--- START Given data ---

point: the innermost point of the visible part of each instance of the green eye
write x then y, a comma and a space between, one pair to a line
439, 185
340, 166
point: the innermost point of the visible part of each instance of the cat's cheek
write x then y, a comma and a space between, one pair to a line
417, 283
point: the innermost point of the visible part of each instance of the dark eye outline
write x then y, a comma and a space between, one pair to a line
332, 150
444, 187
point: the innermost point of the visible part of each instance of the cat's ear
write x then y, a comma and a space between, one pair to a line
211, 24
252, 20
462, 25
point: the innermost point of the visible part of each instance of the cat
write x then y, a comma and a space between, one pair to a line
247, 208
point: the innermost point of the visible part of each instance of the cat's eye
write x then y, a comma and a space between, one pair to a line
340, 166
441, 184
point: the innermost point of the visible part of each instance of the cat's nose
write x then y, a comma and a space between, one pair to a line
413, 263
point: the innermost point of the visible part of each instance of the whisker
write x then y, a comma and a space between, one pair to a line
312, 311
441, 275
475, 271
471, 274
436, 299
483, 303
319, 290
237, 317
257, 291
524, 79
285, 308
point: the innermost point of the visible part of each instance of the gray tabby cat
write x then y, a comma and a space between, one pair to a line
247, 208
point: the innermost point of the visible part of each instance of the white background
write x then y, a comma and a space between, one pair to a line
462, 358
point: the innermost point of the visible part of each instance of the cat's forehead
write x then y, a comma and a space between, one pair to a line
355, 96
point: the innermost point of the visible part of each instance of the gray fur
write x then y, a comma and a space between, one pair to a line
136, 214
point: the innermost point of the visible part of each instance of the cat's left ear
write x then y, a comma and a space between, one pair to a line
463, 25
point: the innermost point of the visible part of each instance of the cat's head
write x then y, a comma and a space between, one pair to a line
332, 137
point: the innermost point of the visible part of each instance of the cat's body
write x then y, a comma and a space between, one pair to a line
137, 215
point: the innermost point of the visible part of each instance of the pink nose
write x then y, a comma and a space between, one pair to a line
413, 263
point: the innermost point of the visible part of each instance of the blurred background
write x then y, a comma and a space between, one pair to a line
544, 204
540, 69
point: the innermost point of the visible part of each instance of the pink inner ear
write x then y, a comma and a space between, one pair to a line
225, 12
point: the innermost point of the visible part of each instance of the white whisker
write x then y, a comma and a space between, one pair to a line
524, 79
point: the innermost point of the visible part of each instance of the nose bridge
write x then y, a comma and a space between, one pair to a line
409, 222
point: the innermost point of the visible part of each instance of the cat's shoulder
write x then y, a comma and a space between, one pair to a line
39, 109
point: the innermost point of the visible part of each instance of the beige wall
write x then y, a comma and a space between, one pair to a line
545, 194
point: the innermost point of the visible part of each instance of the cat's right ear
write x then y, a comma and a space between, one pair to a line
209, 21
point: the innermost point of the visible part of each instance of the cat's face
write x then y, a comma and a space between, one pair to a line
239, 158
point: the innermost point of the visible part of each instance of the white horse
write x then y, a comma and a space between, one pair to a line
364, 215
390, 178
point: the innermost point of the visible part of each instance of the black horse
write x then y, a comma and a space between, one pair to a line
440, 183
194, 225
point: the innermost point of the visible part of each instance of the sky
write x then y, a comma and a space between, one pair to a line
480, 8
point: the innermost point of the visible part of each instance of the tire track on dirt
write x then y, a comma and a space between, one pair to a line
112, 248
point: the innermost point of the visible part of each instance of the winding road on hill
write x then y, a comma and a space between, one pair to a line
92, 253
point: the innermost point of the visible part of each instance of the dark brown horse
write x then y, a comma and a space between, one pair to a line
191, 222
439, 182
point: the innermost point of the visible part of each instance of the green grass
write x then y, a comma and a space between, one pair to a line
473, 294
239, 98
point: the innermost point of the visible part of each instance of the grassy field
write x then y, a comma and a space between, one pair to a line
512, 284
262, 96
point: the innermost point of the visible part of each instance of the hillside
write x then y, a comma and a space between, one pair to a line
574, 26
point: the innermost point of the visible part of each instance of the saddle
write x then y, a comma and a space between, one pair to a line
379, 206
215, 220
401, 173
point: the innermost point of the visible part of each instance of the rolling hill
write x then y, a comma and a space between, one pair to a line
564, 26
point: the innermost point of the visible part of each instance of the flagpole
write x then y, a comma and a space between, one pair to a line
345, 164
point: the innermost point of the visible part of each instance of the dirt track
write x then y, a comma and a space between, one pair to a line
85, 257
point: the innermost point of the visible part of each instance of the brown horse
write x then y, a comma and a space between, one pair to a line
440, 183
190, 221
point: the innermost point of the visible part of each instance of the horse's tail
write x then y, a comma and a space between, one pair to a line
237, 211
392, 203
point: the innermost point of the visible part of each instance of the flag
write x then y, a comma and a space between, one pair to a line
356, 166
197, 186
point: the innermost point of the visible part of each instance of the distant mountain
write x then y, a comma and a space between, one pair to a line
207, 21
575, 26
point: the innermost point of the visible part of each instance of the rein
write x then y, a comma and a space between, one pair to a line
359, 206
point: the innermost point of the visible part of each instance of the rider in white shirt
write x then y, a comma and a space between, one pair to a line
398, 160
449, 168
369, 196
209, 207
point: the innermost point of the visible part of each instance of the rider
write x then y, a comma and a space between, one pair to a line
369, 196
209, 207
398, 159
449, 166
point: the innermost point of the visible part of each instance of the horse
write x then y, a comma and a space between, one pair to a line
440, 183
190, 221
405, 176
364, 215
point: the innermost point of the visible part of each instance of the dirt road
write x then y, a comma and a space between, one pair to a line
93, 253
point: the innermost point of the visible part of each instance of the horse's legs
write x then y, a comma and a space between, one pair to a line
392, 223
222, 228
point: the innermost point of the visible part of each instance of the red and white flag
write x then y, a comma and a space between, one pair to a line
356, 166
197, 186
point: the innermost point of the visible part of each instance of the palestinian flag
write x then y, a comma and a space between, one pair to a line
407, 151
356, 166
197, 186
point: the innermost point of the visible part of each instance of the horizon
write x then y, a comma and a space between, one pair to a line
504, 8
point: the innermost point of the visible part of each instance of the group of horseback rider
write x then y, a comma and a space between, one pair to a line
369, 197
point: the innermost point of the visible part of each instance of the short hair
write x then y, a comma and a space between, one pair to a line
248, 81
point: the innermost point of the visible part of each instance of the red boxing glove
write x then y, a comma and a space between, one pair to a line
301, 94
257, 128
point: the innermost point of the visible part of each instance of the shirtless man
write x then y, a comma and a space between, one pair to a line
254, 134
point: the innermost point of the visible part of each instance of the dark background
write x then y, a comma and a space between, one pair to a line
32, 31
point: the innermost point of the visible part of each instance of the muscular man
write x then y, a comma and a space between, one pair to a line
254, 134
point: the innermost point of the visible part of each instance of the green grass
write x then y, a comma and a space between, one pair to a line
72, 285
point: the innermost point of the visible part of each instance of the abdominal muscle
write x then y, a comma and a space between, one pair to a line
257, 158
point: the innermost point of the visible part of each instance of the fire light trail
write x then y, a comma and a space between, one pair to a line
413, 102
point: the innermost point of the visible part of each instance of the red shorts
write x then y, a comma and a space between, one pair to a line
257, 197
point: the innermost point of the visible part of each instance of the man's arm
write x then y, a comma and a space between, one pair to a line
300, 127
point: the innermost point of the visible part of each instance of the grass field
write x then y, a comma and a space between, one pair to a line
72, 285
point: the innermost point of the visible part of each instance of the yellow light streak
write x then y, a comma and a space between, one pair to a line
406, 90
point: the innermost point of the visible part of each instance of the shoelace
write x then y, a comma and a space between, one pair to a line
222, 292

--- END Given data ---

# The request
Output every line above without altering anything.

# Solution
point: the innermost point of the visible part of each instance of the green eye
write x then y, a comma and a space between, one pair to a line
439, 185
340, 166
point: the innermost point of the visible part of each instance of the cat's cheek
write x then y, a comma and a space between, one pair to a line
417, 283
point: the innermost point of the visible part of each instance of the dark eye outline
write x then y, a comma and a space between, one pair to a line
332, 150
444, 187
point: the innermost point of the visible part of each instance of the cat's ear
write x then y, a comma and a space between, one pair to a line
211, 24
252, 20
462, 25
point: the innermost point of the visible part of each instance of the cat
write x then y, a comma and a space between, one pair to a line
247, 208
point: the innermost point of the visible part of each instance of the cat's eye
write x then y, a comma and a space between, one pair to a line
340, 166
441, 184
point: the innermost point of the visible part of each instance of the cat's nose
write x then y, a comma and a space between, one pair to a line
413, 263
point: the innermost point of the visible part of each instance of the whisker
write x then y, a comma and a space between, one pair to a line
312, 311
441, 275
475, 271
471, 274
436, 299
483, 303
319, 290
237, 317
257, 291
524, 79
285, 308
point: the innermost point of the visible part of each instance of the gray tabby cat
write x then y, a comma and a space between, one pair to a line
247, 208
point: the innermost point of the visible part of each instance of the white background
write x then y, a comma and a space between, one pair to a line
462, 358
point: the innermost point of the visible part of each instance of the cat's forehead
write x then y, a comma and a space between, one pair to a line
355, 96
point: the innermost point of the visible part of each instance of the gray fur
write x then y, a comma and a space between, one pair to a line
136, 214
point: the innermost point of the visible part of each instance of the cat's left ear
write x then y, a comma and a space between, one pair to a line
463, 25
point: the innermost point of the visible part of each instance of the cat's head
write x then y, a comma and a space between, one pair to a line
332, 137
point: the innermost point of the visible part of each instance of the cat's body
write x then y, a comma and a space between, one pair to a line
137, 215
point: the innermost point of the visible part of each instance of the pink nose
write x then y, a comma and a space between, one pair to a line
413, 263
point: the innermost point of the visible part of each instance of the blurred background
write x then y, a comma and a space between, one pair to a line
544, 204
540, 69
point: the innermost point of the visible part of each instance of the pink inner ear
write x then y, a comma and a space between, one pair to a line
225, 12
point: the innermost point of the visible part of each instance of the white whisker
write x then y, a comma and a space between, one pair to a line
524, 79
point: the innermost point of the visible part of each instance of the nose bridge
write x then y, a comma and a space between, one pair to a line
409, 222
point: the innermost point of the visible part of each instance of the cat's shoulder
write x then y, a comma and a space between, one pair to a line
39, 109
point: the innermost point of the visible part of each instance of the beige wall
write x then y, a comma and a space between, one pair to a line
545, 194
point: the innermost point of the visible part of each instance of the cat's right ear
write x then y, a comma and a space between, one pair to a line
209, 21
point: the innermost point of the visible part of each instance of the cat's face
write x then y, a comma and a space between, one pair to a line
239, 158
point: the innermost point of the visible part of each instance of the white horse
write x then y, a comma and a space between, one pair to a line
364, 215
390, 178
point: the innermost point of the visible part of each instance of the black horse
write x then y, a comma and a space between, one pair to a line
440, 183
194, 225
point: the innermost point of the visible part of each instance of the sky
write x then y, a comma and a space between, one pair to a line
480, 8
point: the innermost point of the visible part of each instance of the tire track on dirt
write x then y, a comma and a space between, one pair to a line
112, 248
point: the innermost point of the visible part of each instance of the winding road on hill
write x then y, a comma and a space between, one pair to a line
92, 253
point: the innermost point of the visible part of each instance of the dark brown horse
write x then y, a comma and a space between, one pair to a line
191, 222
439, 182
point: the innermost point of the visible part of each instance of the green grass
write x then y, a comma and a space between, one pair to a line
473, 294
239, 98
point: the innermost point of the visible part of each instance of the grassy field
write x then y, a comma and a space between, one pair to a line
512, 284
262, 96
point: the innermost point of the visible part of each instance of the hillside
write x then y, a comma and a space between, one pair to a line
574, 26
point: the innermost point of the visible part of each instance of the saddle
write x then y, a comma and a space between, one pair to a line
379, 206
215, 220
401, 173
point: the innermost point of the visible part of each instance of the rolling hill
write x then y, a comma and a space between, one pair to a line
564, 26
point: the innermost point of the visible part of each instance of the flagpole
write x then y, a comma and a space between, one pair to a line
345, 164
point: the innermost point of the visible part of each instance of the dirt track
write x then y, a comma and a space between, one pair to a line
85, 257
point: the innermost point of the visible part of each instance of the brown horse
write x then y, a comma and a space between, one pair to a line
440, 183
190, 221
point: the innermost point of the visible part of each instance of the horse's tail
write x then y, a comma and a space between, one pair to a line
237, 211
392, 203
point: the innermost point of the visible part of each instance of the flag
write x then y, a comma and a space between, one pair to a line
356, 166
197, 186
point: the innermost point of the visible part of each instance of the distant mountain
write x then y, a comma and a space between, one pair to a line
207, 21
575, 26
point: the innermost point of the visible part of each instance of the rein
write x then y, a comma and a space between, one pair to a line
359, 206
point: the innermost point of the visible part of each instance of the rider in white shirt
write x then y, a comma and a space between, one pair to a line
398, 160
449, 168
369, 196
209, 207
point: the innermost point of the visible part of each instance of the rider
write x then y, a comma and a space between, one pair to a line
369, 196
209, 207
398, 159
449, 166
point: the innermost point of the visible part of each instance of the horse
write x then y, a comma and a space between, one pair to a line
440, 183
190, 221
405, 176
364, 215
point: the innermost point of the visible part of each instance of the dirt road
write x then y, a comma and a space between, one pair to a line
93, 253
point: the innermost point of the visible part of each instance of the horse's legs
write x then y, a comma and a space between, one pair to a line
392, 223
222, 228
point: the innermost point of the visible part of each instance of the red and white flag
write x then y, a comma and a space between, one pair to a line
356, 166
197, 186
point: the innermost point of the visible part of each instance of the palestinian flag
write x then y, a comma and a space between, one pair to a line
407, 151
356, 166
197, 186
point: the innermost point of the visible part of each instance of the horizon
write x then y, a comma and a space between, one pair to a line
504, 8
point: the innermost point of the visible part of each instance of the group of horseback rider
write x then y, a comma and a space between, one pair to a line
369, 197
point: the innermost point of the visible part of each instance of the short hair
write x then y, a comma and a space between, one pair to a line
248, 81
point: the innermost point of the visible part of each instance of the red boxing glove
write x then y, a comma and a space between, one pair to a line
301, 94
257, 128
point: the innermost point of the visible part of each instance of the shirtless man
write x then y, a comma and a space between, one pair to a line
254, 134
point: the innermost point of the visible part of each instance of the dark background
write x then y, a comma and a space between, one pair to a line
32, 31
point: the innermost point of the visible part of each instance of the muscular man
write x then y, a comma and a space between, one pair to a line
254, 134
point: the innermost point of the visible part of each instance of the green grass
write x then y, a comma and a space between, one pair to a line
72, 285
point: the innermost point of the visible part of each instance of the abdominal muscle
write x then y, a comma and a space between, one pair to a line
257, 158
point: the innermost point of the visible part of each instance of the fire light trail
write x then y, a comma and a space between, one pair to a line
413, 102
point: the innermost point of the visible part of each instance of the red shorts
write x then y, a comma and a space between, one pair to a line
257, 197
point: the innermost point of the visible part of each instance of the man's arm
write x then y, a comma and a space between, one pair to a line
300, 127
point: the innermost point of the visible part of each instance of the grass field
write x then y, a comma and a space between, one pair to a line
72, 285
point: the innermost point of the visible part of each instance of the yellow light streak
write x then y, a comma and a space between, one pair to a line
406, 90
point: the innermost point of the visible part of each instance of the shoelace
write x then y, a comma and a space between, one pair to a line
222, 292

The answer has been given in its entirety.